* Record extracts:
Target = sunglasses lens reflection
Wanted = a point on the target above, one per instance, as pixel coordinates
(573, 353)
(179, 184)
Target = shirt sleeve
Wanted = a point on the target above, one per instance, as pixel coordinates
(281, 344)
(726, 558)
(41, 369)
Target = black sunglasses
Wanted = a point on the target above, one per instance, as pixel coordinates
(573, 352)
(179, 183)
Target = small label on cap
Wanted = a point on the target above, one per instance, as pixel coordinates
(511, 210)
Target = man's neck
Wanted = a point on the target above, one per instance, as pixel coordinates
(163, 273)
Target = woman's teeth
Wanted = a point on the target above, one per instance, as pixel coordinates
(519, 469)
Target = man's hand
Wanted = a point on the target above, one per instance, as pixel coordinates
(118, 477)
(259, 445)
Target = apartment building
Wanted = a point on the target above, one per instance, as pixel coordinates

* Required work:
What is needed is an exact copy of the lines from the one containing "Target = apartment building" through the last line of the records above, both included.

* Solution to the problem:
Target = apartment building
Wanted = a point on the target above, one per instance, as pixel coordinates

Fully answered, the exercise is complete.